DIRECTION: Please rewrite only the items in the stretch from the line containing "Task: indicate one point on every instance of the sunlit" through the end of the items, keeping every request line as it is. Shift each pixel coordinate in the answers by adding 29 to both of its numbers.
** Start **
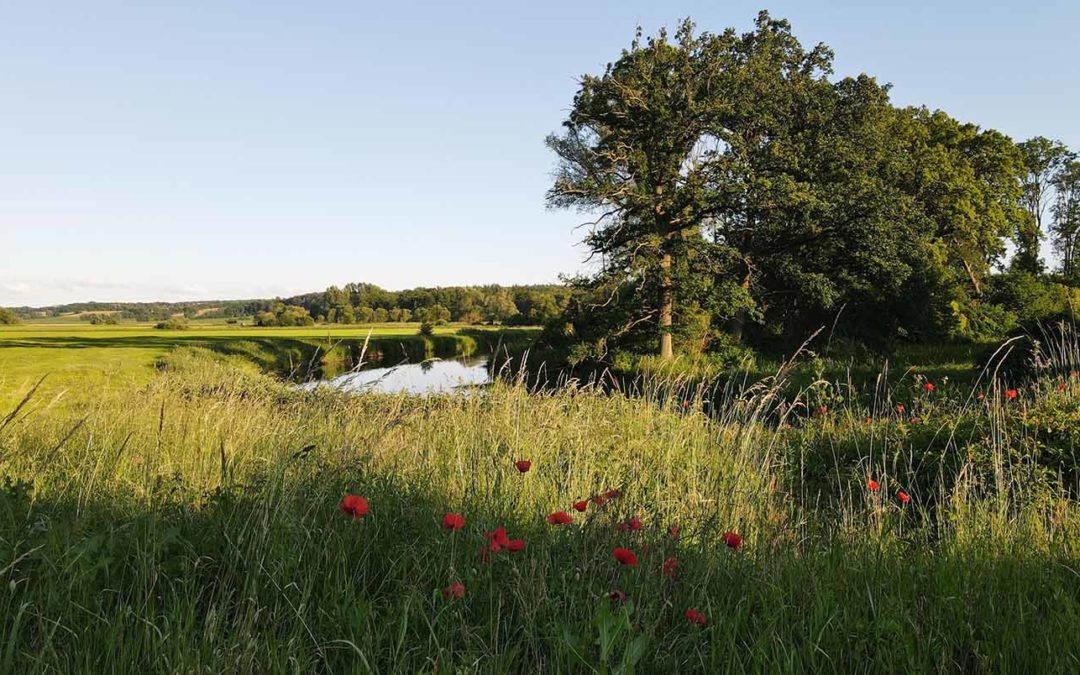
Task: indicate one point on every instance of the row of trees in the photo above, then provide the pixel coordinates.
(361, 302)
(736, 191)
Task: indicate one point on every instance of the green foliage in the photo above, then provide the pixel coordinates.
(176, 323)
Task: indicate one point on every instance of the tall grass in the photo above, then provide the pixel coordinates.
(192, 525)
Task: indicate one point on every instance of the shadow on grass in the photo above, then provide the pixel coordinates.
(270, 576)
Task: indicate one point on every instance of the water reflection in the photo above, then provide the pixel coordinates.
(428, 377)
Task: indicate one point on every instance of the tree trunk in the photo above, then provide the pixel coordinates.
(738, 323)
(974, 280)
(666, 302)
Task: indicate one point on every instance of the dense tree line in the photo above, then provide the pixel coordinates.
(737, 192)
(354, 302)
(360, 302)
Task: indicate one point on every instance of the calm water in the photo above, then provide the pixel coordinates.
(415, 378)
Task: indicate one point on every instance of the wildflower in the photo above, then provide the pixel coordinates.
(625, 556)
(454, 521)
(455, 590)
(354, 505)
(497, 540)
(559, 517)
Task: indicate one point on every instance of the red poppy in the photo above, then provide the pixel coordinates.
(497, 540)
(559, 517)
(625, 556)
(354, 505)
(455, 590)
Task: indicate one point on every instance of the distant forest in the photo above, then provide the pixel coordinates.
(354, 302)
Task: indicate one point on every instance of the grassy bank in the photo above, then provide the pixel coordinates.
(192, 524)
(81, 359)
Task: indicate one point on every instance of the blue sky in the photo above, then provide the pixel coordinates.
(184, 150)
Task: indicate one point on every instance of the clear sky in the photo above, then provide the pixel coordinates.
(185, 150)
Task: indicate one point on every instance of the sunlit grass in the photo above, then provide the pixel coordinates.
(191, 524)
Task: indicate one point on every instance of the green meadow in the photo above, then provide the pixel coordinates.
(187, 514)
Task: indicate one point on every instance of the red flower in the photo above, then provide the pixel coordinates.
(625, 556)
(455, 590)
(497, 540)
(559, 517)
(354, 505)
(454, 521)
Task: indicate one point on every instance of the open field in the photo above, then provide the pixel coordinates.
(191, 522)
(81, 359)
** End **
SOLUTION TO THIS TASK:
Task: indicate one point on every instance of the sunlit grass in the photo above, then provide the pixel coordinates.
(220, 553)
Task: indicate one point on every instance of the green meadow in the photo above, then provide the pixel coordinates.
(216, 543)
Task: indicate one point on every instance of the red flower in the photo above, then provide the pixel coordinates.
(654, 585)
(484, 619)
(526, 569)
(588, 546)
(383, 534)
(483, 550)
Task: indicate one point on every instance of the open field in the photo above, then provide the pixel coordinates.
(220, 551)
(110, 388)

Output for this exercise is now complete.